The use of high-pressure pipelines for hydrogen transport (scenario 2) is not yet wide-spread, a fact that is reflected by the small number of hydrogen incidents involving hydrogen pipelines. Furthermore, small hydrogen leaks from pipes might not be detected and thus not reported.

It is important that hydrogen pipelines are maintained by competent personnel who are aware of the proper maintenance procedures.

Warning labels at regular space intervals to indicate the presence of underground hydrogen pipelines is highly recommended to avoid excavation works that could lead to pipe damage.

  • Most accidents related to scenario 3 are traffic accidents involving either vehicles transporting hydrogen or vehicles powered by hydrogen. As vehicles powered by hydrogen are not yet very common, most accidents relate to hydrogen transportation.

  • The high number of traffic accidents highlights the importance of proper training for the drivers. It also highlights how necessary it is that the drivers are always alert and in good physical conditions.

Given request A. Reproduce the hydrogen safety excerpt between "It is important" and "good physical conditions.", inclusive.
Given request B. According to the hydrogen safety excerpt, why are warning labels at regular intervals recommended for underground hydrogen pipelines? Answer in one to three sentences.
Given request C. Continue the hydrogen safety excerpt from the point where it stops.
The entries that come after this are not needed.

Records from a collection
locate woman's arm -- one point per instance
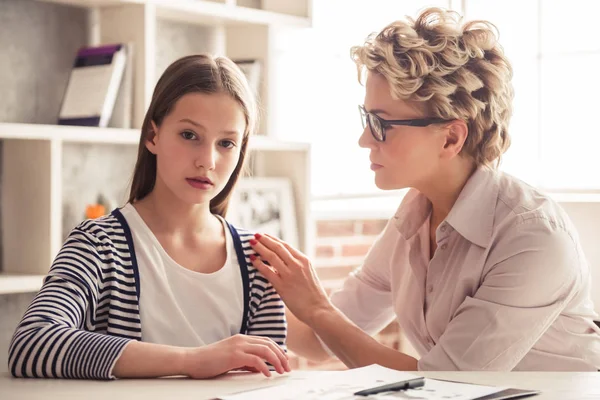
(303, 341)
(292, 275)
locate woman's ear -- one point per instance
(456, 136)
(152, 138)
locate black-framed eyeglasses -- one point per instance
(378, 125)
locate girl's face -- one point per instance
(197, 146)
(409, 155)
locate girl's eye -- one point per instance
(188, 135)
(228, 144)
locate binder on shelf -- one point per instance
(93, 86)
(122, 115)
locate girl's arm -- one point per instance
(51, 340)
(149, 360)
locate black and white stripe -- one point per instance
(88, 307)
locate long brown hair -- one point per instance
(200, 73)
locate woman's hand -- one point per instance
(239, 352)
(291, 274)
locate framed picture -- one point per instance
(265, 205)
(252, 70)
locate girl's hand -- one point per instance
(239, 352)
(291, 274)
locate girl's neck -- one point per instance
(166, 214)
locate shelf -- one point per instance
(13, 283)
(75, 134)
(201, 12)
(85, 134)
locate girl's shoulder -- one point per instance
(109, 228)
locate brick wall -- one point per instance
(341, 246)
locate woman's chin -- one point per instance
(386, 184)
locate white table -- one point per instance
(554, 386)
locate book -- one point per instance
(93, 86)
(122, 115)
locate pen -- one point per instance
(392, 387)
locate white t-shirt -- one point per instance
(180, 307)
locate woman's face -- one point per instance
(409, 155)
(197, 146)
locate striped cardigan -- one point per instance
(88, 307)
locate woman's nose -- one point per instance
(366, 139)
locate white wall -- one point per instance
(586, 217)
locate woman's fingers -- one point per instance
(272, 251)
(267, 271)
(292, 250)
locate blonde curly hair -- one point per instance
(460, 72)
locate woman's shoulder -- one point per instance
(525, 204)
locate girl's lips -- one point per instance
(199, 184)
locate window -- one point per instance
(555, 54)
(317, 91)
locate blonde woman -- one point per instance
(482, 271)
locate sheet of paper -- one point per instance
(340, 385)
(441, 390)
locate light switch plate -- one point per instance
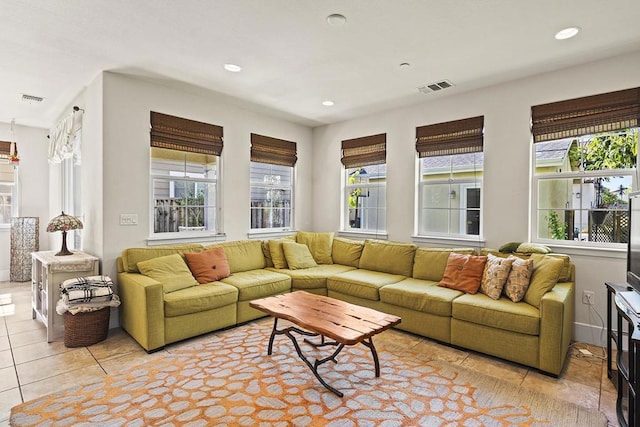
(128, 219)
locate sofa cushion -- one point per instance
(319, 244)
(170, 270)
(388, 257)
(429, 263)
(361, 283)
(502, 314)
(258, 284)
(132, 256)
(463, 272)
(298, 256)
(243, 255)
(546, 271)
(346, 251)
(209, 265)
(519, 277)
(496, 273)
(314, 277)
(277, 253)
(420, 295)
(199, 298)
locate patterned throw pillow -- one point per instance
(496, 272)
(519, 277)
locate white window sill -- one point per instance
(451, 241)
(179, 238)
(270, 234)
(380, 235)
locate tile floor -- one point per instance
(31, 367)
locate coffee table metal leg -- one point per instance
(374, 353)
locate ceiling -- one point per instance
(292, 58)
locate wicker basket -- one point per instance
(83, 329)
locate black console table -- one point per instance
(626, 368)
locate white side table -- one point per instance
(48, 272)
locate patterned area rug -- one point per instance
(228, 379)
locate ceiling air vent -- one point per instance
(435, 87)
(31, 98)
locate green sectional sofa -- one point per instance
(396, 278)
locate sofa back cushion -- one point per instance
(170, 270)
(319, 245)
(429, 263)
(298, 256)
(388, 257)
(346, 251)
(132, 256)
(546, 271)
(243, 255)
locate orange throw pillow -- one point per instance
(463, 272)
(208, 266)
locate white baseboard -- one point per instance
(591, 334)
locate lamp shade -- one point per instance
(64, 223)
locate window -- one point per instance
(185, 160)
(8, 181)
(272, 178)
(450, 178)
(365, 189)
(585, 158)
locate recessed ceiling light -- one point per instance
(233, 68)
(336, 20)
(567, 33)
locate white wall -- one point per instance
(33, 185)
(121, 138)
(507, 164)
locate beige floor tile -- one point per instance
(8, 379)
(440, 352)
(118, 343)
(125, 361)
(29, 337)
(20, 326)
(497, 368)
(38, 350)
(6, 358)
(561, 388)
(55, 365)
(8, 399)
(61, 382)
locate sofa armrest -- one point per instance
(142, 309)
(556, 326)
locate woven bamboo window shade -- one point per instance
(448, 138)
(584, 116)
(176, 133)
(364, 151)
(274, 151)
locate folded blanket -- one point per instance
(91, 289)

Output A.
It is important that hydrogen pipelines are maintained by competent personnel who are aware of the proper maintenance procedures.

Warning labels at regular space intervals to indicate the presence of underground hydrogen pipelines is highly recommended to avoid excavation works that could lead to pipe damage.

  • Most accidents related to scenario 3 are traffic accidents involving either vehicles transporting hydrogen or vehicles powered by hydrogen. As vehicles powered by hydrogen are not yet very common, most accidents relate to hydrogen transportation.

  • The high number of traffic accidents highlights the importance of proper training for the drivers. It also highlights how necessary it is that the drivers are always alert and in good physical conditions.

Output B. Regularly spaced warning labels show that an underground hydrogen pipeline is present. This helps prevent excavation work that could damage the pipe.

Output C.
  • Most incidents at hydrogen refuelling stations (scenario 5) involved equipment failure, with the most common being dispenser & compressor failure.

  • The compressors as well as stand-by machines should be maintained regularly. Specifically, a research piece on the common faults of hydrogen compressors (Han et al., 2020[4]) suggests regular checks & cleaning of the lubricating oil system, air valves, cylinder blocks and crankshafts (ranked by fault frequency).

  • Accidents involving hydrogen storage have become less common in recent years, as the safety regulations have become stricter, however, accidents can still occur if the proper safety procedures are not enforced.

  • Ensuring that the correct protocols for hydrogen storage and handling are followed is vital, as well as ensuring that all relevant personnel are suitably trained.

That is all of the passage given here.